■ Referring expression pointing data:
....

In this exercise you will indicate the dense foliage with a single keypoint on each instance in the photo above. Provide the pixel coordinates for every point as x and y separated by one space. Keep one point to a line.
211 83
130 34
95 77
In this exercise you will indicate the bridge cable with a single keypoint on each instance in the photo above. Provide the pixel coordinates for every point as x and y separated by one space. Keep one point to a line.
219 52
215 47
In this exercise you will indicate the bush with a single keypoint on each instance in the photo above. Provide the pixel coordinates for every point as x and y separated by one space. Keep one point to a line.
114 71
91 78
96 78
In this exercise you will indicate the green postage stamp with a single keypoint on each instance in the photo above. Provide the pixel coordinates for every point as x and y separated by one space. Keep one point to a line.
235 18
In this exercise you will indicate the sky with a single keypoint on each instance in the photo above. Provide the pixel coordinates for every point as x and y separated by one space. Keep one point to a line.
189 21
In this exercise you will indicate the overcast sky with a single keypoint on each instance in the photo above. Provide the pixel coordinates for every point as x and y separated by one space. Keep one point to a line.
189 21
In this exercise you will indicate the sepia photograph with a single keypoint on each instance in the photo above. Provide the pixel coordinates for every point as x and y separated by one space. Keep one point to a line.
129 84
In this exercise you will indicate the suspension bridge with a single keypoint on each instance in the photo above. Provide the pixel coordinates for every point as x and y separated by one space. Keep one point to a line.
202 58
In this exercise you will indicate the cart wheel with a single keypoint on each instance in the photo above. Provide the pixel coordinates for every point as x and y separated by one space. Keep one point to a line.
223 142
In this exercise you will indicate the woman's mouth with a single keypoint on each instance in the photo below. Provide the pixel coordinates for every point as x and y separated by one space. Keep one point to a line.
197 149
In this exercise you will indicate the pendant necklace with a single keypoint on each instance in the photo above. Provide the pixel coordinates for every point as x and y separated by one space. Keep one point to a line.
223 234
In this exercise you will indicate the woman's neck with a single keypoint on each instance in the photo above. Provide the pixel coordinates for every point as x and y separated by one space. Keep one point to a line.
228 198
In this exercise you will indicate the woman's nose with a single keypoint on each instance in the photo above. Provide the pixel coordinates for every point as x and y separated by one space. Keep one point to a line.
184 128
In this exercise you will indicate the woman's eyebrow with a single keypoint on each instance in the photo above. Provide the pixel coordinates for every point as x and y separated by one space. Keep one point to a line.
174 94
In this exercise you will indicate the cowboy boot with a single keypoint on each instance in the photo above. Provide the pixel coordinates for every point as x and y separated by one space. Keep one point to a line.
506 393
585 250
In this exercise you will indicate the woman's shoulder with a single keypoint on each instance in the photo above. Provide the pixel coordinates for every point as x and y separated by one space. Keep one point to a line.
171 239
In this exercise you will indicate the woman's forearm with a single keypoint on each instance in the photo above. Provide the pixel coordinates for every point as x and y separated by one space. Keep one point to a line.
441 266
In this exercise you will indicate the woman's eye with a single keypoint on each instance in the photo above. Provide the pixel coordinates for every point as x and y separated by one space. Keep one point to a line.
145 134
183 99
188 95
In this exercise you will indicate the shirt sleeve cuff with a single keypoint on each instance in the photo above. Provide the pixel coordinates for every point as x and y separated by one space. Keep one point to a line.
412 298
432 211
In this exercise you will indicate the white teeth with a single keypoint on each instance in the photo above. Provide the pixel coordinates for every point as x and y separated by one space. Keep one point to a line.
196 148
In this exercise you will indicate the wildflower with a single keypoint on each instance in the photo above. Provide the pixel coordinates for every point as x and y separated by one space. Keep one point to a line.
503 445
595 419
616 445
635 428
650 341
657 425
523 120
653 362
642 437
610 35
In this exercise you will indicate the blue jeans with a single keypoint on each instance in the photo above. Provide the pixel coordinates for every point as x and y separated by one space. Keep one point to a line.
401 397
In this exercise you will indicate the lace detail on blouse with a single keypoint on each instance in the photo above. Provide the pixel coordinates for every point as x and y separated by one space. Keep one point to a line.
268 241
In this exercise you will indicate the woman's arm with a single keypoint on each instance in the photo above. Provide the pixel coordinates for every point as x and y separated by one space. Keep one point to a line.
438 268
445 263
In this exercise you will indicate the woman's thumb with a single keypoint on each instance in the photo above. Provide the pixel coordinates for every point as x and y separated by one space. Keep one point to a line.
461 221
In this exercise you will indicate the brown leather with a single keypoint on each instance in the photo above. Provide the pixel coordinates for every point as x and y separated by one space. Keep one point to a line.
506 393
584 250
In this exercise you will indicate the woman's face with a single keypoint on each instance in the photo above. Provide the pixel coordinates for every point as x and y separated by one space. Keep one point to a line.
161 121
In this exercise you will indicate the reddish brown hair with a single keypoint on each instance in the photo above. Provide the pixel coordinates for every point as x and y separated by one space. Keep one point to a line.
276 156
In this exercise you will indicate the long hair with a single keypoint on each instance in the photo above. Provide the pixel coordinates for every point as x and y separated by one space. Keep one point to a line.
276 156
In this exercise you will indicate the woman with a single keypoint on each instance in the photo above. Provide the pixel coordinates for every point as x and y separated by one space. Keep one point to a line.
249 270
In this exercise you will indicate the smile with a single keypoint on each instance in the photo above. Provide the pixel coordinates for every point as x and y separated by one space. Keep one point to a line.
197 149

....

■ What to work on: Could every record be printed again exactly as it reads?

■ Solution for this exercise:
In this exercise you will indicate the dense foliage with a single keypoint on each instance in the photo above. Provide the pixel coordinates for every point as x and y separated by one space. Keep one point to a line.
211 83
130 34
95 77
In this exercise you will indicate the bridge cable with a single keypoint on each instance in the photo above. Provide the pixel coordinates for every point as x and y separated by one space. Keep one point to a line.
219 52
215 47
In this exercise you will indicate the bush with a single keypoint on each instance in the photo above. Provide the pixel coordinates for every point as x and y separated by one space. Keep one point to a line.
114 71
91 78
96 78
In this exercise you will indicate the green postage stamp with a single keypoint on each instance in the photo above. Provide the pixel coordinates for every point as x and y separated by one space. Keep one point to a line.
235 18
In this exercise you will indicate the sky with a single keypoint on each instance in the photo above. Provide the pixel coordinates for every point as x and y separated by one space. Keep one point to a line.
189 21
In this exercise you will indicate the overcast sky with a single keypoint on each instance in the photo above. Provide the pixel coordinates for every point as x and y separated by one space. Keep one point to a line.
189 21
In this exercise you will indicate the sepia photograph with a single keypoint on each instance in the photo above. Provide the pixel coordinates for every point as x and y separated by one space. Keep one point to a line.
129 84
In this exercise you will indicate the suspension bridge with a single keypoint on each instance in the photo above. Provide the pixel coordinates for every point as x and y separated by one space. Keep one point to a line.
202 58
In this exercise you will indicate the cart wheel with a single keypoint on each instance in the photo above. Provide the pixel coordinates for every point as x and y separated by one space. Keep one point to a line.
223 142
In this exercise you will indicate the woman's mouth with a single keypoint on each instance in the photo below. Provide the pixel coordinates for every point as x and y separated by one space. Keep one point to a line.
197 149
In this exercise you will indicate the pendant necklace with a single keypoint on each instance in the photo above. Provide the pixel coordinates for every point as x and y separated by one space. Keep one point to a line.
223 234
In this exercise you will indicate the woman's neck with a single keypoint on each instance in the photo above. Provide the pixel coordinates for every point as x and y separated by one space. Keep one point to a line.
228 198
In this exercise you will indicate the woman's nose with a single keypoint on each instance in the photo above. Provide the pixel coordinates for every point as x and y separated by one space. Keep one point to a line.
184 128
In this exercise you will indicate the woman's eyebrow with a single keypoint on each instance in the photo above. Provide the pixel coordinates for every point as x and y separated by one space. Keep one point to a line.
174 94
In this exercise you will indicate the cowboy boot with a single keypoint on each instance in the photo above. Provide the pixel coordinates for every point as x and y separated by one space. Keep one point to a line.
506 393
585 250
In this exercise you will indicate the woman's shoulder with a single keypoint on each instance in the photo above. Provide the pixel coordinates for every point as x and y separated by one space. Keep one point to a line.
171 239
In this exercise you will indicate the woman's forearm with a single keypoint on each instance in the photo above. Provide the pixel coordinates for every point as x and y separated by one space. Keep one point to a line.
441 266
In this exercise you will indicate the woman's eye with a single keypoint on each instance in the photo above. Provide the pixel coordinates for every point as x and y separated by one space. Keep one point to a line.
145 134
183 99
188 95
In this exercise you will indicate the shirt sleeve cuff with a single keypoint on each instance in the photo above. Provide the pixel coordinates for every point as x and y separated by one space. Keep one point to a line.
412 298
432 211
In this exercise you will indicate the white teeth with a single keypoint on each instance in the photo above. Provide the pixel coordinates for every point as x and y separated by one space. Keep one point to a line.
196 148
In this exercise you will indicate the wildflower with a single keypoint on each instance in the photo above. Provide the pixel coordinates for every point as x and y separated by one space. Keep one point to a line.
503 445
595 419
616 445
635 428
650 341
657 425
523 120
653 362
642 437
610 35
In this exercise you will indicate the blue jeans with a single keypoint on each instance in the photo above. Provide the pixel coordinates for every point as x and y separated by one space. Keep one point to a line.
401 397
In this exercise you will indicate the lace detail on blouse with a single keypoint on each instance in the photo above. Provide the pixel coordinates for every point as x and y separated by one space. Keep one point to a line.
268 241
In this exercise you will indicate the woman's arm with a single keypoint on each instance in the photo above. Provide the pixel coordinates for every point as x and y separated by one space. Keep one point to a line.
438 268
445 263
In this exercise you will indicate the woman's thumb with a single keypoint on each instance in the photo above. Provide the pixel coordinates for every point as x and y separated by one space. Keep one point to a line.
461 221
In this exercise you will indicate the brown leather with a single keypoint on each instance in the photo above. Provide the pixel coordinates for every point as x and y separated by one space. Keep one point to a line.
506 393
584 250
In this exercise you will indicate the woman's face with a single keypoint on each instance in the photo above. Provide the pixel coordinates for every point as x and y separated by one space. Keep one point to a line.
161 121
In this exercise you will indicate the reddish brown hair with a single keypoint on each instance in the photo above. Provide the pixel coordinates for every point as x and y separated by one space. Keep one point to a line.
276 156
In this exercise you will indicate the long hair with a single keypoint on each instance in the photo above. Provide the pixel coordinates for every point as x and y separated by one space. Keep one point to a line.
276 156
In this exercise you will indicate the woman with a single keypoint on each instance in the photo above. Provide the pixel coordinates for every point as x and y separated by one space. Keep one point to a line.
249 270
In this exercise you will indicate the smile with a single keypoint on each instance in the photo above. Provide the pixel coordinates for every point as x and y separated by one space. Keep one point to a line.
197 149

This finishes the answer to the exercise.